WHAT TO PRODUCE>
Find each line in the material below that contains the word "rooster", and copy every such line in full.

[Items from a dataset]
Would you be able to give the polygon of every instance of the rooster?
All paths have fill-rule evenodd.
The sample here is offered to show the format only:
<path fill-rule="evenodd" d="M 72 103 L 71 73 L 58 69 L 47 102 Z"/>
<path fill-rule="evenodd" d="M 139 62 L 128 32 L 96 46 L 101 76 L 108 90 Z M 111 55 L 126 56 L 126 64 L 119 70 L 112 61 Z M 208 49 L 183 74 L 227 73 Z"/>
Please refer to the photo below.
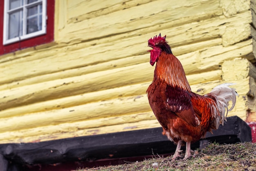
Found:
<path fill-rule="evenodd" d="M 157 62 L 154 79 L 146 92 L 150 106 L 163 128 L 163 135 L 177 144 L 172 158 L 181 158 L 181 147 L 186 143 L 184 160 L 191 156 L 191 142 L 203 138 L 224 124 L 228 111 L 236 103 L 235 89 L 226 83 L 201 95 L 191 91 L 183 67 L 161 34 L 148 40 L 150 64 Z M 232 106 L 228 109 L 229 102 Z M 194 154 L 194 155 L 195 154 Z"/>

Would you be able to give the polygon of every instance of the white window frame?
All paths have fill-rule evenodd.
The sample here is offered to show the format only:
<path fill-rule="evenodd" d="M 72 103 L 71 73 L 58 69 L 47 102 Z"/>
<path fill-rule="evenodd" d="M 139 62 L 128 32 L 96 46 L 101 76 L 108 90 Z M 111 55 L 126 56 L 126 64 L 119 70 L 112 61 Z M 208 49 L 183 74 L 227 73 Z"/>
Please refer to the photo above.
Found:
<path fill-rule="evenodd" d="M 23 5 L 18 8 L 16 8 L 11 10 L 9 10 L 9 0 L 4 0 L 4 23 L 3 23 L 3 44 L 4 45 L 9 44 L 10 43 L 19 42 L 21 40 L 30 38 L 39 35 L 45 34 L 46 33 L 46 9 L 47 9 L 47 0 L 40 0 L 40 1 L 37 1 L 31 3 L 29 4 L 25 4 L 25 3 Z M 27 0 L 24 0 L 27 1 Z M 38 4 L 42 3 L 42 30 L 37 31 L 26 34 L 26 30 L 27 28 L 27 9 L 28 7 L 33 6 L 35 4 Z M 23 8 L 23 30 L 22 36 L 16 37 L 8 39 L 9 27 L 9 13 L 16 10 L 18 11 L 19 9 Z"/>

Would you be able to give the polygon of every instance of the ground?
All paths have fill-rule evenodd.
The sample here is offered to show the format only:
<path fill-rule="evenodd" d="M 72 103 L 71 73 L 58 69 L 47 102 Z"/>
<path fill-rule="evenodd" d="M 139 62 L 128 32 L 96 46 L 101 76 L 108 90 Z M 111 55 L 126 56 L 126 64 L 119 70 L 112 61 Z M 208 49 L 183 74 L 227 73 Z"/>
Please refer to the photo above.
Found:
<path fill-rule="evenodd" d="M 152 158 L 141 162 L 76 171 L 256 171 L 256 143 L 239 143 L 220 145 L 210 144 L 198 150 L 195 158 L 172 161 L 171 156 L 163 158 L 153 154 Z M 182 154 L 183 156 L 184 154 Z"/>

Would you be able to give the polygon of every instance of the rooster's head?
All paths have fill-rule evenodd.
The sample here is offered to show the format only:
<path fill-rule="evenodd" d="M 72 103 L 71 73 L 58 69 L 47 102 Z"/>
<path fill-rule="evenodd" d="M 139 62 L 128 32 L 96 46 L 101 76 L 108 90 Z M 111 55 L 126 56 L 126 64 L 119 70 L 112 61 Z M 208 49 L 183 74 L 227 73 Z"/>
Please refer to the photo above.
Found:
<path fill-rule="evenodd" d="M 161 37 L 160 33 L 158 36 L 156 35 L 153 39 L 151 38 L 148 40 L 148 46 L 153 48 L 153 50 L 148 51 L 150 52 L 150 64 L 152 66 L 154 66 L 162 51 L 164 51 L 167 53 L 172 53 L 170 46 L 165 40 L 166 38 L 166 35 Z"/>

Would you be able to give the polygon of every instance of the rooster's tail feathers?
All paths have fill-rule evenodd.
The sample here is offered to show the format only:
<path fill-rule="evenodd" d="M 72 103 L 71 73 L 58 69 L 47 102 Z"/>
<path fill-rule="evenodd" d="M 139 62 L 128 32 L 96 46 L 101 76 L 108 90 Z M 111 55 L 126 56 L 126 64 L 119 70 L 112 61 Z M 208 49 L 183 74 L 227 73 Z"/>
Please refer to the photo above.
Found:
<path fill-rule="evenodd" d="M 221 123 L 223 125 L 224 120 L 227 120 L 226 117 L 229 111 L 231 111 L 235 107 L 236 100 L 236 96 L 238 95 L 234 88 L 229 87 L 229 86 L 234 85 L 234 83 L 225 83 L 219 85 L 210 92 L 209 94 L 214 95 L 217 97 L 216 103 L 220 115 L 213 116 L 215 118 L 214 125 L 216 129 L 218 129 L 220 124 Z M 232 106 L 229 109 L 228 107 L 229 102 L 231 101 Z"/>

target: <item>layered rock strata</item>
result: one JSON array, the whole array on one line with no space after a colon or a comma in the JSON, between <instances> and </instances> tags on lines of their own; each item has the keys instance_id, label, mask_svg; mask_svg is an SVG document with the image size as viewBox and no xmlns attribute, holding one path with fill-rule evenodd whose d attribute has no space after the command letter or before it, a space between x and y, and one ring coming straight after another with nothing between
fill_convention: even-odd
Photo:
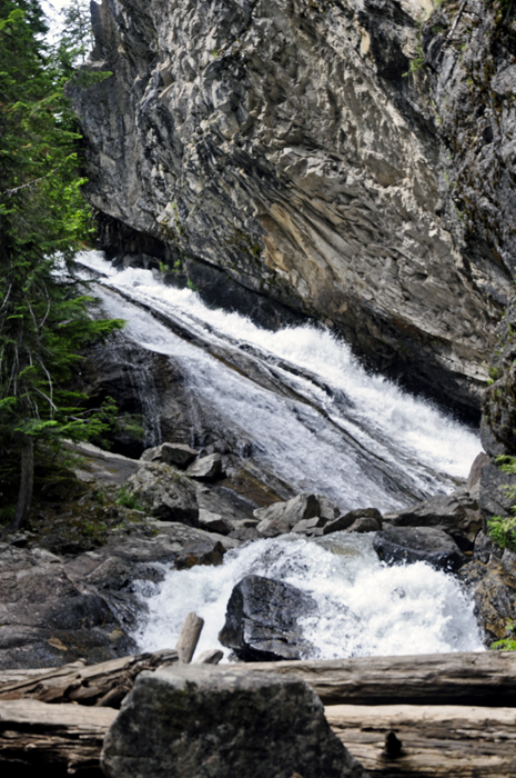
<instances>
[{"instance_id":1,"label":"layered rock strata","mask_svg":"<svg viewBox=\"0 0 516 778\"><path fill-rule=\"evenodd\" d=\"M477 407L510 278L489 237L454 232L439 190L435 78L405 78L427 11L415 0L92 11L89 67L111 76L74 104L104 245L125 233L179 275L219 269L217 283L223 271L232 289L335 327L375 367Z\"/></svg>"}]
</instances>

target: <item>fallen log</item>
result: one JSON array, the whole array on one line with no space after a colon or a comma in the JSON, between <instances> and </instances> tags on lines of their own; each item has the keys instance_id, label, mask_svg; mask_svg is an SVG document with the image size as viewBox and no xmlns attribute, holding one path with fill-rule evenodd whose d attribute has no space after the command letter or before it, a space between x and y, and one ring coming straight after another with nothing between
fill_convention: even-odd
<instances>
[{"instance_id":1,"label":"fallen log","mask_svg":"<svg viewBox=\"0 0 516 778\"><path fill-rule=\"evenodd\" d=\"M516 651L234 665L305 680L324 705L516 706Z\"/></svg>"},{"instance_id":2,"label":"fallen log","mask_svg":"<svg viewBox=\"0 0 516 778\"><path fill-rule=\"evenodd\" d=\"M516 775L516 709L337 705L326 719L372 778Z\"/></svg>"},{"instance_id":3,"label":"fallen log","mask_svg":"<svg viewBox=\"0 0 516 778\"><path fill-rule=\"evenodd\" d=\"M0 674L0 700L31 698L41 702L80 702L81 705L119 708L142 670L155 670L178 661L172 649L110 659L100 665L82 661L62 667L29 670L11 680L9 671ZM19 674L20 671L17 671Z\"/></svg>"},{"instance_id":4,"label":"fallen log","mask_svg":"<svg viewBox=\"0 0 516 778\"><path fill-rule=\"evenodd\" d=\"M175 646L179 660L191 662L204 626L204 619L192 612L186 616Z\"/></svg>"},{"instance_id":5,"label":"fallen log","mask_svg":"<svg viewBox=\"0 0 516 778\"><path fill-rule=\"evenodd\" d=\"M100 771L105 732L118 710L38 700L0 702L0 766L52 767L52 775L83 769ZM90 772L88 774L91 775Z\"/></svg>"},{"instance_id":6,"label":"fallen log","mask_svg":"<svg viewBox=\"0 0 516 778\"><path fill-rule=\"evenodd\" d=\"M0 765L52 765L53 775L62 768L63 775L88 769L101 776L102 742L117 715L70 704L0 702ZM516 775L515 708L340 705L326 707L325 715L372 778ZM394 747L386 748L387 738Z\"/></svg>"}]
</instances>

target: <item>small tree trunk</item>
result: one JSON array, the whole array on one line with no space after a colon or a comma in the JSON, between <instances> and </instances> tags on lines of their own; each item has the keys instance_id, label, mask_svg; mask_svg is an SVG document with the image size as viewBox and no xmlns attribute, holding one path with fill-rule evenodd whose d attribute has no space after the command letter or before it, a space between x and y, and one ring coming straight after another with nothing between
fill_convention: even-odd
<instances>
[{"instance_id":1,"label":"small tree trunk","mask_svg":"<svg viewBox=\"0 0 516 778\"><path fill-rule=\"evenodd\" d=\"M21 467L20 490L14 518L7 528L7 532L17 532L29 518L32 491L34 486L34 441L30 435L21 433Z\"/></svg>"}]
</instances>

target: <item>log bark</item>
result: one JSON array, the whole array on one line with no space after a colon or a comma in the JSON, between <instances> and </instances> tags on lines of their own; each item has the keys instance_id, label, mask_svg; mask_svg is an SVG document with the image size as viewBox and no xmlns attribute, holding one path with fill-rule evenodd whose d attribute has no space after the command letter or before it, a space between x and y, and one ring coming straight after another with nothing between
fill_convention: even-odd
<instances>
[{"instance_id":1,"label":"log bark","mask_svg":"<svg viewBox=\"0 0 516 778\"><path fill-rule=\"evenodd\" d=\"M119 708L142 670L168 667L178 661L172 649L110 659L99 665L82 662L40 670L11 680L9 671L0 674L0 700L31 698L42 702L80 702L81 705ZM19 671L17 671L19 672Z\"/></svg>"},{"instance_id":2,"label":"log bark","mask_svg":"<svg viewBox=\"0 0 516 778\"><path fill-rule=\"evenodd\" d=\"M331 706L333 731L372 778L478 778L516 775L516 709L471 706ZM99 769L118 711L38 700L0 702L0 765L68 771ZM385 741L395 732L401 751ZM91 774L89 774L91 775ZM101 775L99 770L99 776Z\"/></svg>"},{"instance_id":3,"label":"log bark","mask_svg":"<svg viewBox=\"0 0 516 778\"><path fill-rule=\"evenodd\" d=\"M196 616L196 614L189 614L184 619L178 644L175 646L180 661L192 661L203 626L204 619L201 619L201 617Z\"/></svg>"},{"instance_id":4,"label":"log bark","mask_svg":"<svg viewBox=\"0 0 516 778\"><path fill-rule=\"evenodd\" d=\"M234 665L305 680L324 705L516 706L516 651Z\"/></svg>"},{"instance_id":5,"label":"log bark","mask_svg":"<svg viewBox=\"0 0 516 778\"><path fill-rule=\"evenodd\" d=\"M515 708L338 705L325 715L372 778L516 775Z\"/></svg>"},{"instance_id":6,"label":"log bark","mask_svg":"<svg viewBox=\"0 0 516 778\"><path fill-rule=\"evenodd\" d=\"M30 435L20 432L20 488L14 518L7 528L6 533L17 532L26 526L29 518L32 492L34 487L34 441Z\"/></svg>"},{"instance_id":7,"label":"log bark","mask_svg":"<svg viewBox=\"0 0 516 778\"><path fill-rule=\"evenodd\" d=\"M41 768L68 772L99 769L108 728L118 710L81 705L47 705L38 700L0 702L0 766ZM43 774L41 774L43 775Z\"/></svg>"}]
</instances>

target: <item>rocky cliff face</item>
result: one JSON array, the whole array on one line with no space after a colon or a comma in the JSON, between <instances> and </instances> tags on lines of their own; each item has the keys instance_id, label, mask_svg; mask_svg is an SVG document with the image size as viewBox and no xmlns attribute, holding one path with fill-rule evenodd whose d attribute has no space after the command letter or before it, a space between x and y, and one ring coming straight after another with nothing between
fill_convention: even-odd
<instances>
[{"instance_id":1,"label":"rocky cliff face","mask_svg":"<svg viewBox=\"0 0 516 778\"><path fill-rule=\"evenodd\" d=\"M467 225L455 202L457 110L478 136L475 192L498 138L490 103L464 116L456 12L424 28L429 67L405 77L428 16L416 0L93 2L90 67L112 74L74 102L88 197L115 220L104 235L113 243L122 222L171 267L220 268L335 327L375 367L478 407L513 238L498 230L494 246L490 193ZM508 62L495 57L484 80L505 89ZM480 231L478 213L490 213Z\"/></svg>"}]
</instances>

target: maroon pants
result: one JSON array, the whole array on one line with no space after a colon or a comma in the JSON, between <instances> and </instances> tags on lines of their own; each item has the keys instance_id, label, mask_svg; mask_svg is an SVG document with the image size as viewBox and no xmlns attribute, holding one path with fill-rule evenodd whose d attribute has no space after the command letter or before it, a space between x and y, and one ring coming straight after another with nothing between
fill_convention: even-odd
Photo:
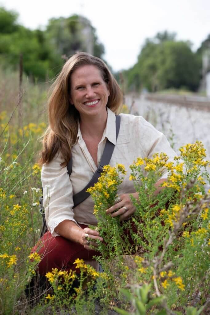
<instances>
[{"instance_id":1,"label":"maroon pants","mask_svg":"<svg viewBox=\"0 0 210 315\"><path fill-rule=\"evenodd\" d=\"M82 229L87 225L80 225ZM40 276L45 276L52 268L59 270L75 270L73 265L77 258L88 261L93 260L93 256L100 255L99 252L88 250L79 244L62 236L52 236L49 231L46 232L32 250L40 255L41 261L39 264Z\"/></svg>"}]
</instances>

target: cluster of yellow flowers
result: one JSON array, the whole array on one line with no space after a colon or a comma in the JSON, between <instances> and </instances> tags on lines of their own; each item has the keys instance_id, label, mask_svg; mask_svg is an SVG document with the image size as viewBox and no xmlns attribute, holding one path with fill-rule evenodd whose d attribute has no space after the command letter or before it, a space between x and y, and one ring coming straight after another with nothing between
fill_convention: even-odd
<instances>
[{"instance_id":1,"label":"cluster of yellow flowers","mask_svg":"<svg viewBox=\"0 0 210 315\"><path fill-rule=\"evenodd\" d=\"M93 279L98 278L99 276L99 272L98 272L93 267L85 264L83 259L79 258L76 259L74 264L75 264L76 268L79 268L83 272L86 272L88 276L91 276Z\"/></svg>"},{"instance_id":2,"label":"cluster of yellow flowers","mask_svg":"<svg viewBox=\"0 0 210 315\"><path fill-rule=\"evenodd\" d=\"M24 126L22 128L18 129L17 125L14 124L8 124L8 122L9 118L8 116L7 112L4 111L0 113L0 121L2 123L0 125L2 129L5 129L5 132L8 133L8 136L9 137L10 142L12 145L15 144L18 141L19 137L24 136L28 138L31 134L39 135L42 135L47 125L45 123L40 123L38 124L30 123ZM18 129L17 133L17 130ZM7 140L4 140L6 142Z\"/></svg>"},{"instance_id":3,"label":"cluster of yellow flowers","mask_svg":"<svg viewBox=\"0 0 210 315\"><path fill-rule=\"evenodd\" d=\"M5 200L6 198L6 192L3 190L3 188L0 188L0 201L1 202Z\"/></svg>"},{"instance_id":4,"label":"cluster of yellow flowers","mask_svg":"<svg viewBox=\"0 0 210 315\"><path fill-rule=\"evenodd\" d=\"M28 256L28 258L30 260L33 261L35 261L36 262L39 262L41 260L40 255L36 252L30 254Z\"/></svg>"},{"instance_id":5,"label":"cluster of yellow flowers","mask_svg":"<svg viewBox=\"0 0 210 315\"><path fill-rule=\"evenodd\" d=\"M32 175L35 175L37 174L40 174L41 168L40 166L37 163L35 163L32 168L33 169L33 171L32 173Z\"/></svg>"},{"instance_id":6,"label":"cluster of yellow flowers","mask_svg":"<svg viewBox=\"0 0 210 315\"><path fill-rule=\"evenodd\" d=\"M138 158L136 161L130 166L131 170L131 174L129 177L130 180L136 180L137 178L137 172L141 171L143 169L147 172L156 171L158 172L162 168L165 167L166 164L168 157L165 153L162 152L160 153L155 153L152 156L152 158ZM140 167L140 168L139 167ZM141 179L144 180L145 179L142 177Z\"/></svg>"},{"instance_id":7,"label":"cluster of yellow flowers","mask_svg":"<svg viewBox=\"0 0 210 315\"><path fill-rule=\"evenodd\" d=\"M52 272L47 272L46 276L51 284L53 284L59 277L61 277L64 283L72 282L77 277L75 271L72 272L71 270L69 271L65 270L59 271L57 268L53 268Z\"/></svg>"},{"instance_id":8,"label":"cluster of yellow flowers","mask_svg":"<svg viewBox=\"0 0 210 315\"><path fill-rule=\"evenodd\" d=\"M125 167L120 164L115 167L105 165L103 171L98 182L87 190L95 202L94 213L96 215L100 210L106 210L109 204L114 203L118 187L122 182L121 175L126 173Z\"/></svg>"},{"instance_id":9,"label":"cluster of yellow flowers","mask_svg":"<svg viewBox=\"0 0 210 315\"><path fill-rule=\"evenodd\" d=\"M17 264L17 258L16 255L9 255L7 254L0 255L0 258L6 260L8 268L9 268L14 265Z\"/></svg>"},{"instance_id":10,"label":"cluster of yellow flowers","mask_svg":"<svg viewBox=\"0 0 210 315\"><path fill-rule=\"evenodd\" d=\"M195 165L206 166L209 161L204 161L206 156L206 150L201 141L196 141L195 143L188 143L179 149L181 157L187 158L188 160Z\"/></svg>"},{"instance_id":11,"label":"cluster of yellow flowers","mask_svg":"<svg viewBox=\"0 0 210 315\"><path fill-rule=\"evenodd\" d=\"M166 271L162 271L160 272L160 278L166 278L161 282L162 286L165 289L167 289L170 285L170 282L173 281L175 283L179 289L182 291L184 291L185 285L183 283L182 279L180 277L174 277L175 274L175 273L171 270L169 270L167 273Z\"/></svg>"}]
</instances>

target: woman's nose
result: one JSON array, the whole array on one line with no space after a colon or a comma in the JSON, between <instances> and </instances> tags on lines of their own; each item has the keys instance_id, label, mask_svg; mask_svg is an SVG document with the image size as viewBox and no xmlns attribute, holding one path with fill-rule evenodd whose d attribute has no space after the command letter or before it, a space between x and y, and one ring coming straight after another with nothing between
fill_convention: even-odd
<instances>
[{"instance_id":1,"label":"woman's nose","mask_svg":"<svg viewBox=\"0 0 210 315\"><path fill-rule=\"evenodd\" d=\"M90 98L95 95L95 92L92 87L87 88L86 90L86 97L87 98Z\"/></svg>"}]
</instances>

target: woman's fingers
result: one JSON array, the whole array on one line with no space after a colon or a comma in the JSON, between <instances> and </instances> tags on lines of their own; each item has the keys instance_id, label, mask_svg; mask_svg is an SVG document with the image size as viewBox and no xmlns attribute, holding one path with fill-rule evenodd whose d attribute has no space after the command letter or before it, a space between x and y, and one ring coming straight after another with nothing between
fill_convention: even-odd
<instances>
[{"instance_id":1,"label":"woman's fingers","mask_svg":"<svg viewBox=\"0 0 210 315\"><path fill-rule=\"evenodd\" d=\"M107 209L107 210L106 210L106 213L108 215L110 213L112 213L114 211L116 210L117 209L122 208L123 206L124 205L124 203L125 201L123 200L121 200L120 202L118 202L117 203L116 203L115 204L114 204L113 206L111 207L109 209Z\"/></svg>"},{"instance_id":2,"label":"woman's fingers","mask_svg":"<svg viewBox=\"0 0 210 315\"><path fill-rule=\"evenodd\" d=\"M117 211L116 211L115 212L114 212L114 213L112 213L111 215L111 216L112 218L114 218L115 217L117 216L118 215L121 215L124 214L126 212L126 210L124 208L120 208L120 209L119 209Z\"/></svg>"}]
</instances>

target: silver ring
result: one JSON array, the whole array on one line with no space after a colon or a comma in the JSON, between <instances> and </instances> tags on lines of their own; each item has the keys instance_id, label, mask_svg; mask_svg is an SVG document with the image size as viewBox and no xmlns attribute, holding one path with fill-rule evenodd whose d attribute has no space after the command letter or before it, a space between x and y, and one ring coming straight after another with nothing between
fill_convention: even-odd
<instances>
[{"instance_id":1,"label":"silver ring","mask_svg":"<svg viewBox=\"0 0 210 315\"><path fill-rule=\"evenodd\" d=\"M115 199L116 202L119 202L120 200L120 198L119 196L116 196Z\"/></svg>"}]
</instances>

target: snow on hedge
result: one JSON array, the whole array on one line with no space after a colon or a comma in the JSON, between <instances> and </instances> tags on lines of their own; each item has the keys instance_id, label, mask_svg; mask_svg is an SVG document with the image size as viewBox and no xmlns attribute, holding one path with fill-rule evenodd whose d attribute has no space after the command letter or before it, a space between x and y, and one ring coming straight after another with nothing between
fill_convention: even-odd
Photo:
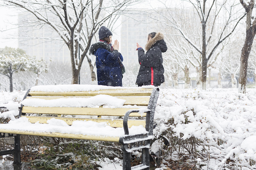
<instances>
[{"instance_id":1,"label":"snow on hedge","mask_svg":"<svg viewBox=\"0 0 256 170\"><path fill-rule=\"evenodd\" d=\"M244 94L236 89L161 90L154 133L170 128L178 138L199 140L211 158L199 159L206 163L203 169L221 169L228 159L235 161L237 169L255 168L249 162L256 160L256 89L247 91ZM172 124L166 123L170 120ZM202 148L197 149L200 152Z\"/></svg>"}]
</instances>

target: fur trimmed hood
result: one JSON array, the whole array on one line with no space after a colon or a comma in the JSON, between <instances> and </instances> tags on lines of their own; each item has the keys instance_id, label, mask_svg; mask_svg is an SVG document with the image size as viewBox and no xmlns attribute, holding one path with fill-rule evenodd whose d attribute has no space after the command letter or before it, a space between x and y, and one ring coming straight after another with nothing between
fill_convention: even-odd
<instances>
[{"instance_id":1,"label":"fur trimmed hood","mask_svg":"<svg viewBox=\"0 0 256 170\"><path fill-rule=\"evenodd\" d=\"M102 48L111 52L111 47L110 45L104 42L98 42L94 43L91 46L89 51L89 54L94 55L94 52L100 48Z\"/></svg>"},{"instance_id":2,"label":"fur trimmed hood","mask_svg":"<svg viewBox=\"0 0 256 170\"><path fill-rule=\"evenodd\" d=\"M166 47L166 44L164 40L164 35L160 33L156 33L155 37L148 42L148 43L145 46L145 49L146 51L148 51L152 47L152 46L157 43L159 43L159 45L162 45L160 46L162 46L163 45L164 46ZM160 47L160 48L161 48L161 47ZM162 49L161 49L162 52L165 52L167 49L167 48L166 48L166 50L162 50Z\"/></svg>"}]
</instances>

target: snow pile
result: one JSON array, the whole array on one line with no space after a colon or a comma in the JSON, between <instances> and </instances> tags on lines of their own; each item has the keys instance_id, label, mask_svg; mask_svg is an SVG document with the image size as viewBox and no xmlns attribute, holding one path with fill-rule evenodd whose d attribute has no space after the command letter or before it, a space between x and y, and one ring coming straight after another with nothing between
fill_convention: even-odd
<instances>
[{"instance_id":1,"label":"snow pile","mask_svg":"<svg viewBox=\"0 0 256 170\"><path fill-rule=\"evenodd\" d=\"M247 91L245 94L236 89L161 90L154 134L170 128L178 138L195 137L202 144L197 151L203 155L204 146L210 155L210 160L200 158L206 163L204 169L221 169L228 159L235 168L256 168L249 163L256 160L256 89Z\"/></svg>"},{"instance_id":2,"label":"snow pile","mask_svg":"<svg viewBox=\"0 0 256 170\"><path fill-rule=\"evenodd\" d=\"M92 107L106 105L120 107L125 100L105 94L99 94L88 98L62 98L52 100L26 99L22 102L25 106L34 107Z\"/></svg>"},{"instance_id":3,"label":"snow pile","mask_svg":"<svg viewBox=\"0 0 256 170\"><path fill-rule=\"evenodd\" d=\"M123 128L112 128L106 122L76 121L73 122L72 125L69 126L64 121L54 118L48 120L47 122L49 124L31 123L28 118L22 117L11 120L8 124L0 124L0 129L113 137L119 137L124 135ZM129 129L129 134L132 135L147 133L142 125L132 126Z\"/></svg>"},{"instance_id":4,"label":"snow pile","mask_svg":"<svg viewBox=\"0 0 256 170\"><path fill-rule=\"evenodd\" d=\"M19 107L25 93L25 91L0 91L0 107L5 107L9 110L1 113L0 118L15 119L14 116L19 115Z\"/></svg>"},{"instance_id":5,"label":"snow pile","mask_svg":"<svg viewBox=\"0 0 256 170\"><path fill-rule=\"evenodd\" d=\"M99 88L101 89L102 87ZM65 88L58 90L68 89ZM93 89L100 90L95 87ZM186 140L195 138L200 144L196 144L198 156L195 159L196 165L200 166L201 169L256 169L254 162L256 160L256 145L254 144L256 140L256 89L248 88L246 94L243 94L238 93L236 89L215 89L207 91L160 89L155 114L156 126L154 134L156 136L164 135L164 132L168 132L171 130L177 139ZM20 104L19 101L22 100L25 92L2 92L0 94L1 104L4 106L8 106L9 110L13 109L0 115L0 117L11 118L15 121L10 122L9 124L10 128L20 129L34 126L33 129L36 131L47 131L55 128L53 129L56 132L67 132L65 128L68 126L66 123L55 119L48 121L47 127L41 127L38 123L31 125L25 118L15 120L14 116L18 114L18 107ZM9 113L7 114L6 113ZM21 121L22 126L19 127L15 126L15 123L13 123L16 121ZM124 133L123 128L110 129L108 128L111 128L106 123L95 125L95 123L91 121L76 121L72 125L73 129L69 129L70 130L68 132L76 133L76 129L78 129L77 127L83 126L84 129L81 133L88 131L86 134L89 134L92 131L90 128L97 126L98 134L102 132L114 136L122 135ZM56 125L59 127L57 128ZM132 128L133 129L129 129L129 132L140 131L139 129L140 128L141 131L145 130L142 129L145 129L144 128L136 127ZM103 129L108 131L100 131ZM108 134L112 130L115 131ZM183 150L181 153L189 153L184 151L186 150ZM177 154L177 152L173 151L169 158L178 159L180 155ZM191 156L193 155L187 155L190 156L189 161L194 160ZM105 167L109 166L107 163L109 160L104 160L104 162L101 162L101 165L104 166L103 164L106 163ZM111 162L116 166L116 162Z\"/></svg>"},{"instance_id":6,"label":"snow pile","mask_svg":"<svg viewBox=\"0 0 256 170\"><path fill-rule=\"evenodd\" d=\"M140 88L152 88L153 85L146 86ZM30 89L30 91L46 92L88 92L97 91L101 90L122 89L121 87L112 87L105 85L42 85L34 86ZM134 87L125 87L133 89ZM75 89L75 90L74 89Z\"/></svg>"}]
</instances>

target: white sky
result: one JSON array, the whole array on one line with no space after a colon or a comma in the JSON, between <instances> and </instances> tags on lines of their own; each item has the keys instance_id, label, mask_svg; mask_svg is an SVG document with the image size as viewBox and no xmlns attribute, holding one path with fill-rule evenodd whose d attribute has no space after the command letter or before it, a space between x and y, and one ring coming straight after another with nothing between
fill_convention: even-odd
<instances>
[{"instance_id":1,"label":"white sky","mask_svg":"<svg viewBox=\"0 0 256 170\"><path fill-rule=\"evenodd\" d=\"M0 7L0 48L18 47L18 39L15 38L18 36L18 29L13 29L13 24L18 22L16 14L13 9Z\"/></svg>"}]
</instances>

SOLUTION TO THE EXERCISE>
Would you be able to give the polygon of every instance of the rooster?
Would you be able to give the polygon of every instance of the rooster's head?
Would you be able to give the polygon of every instance of the rooster's tail feathers?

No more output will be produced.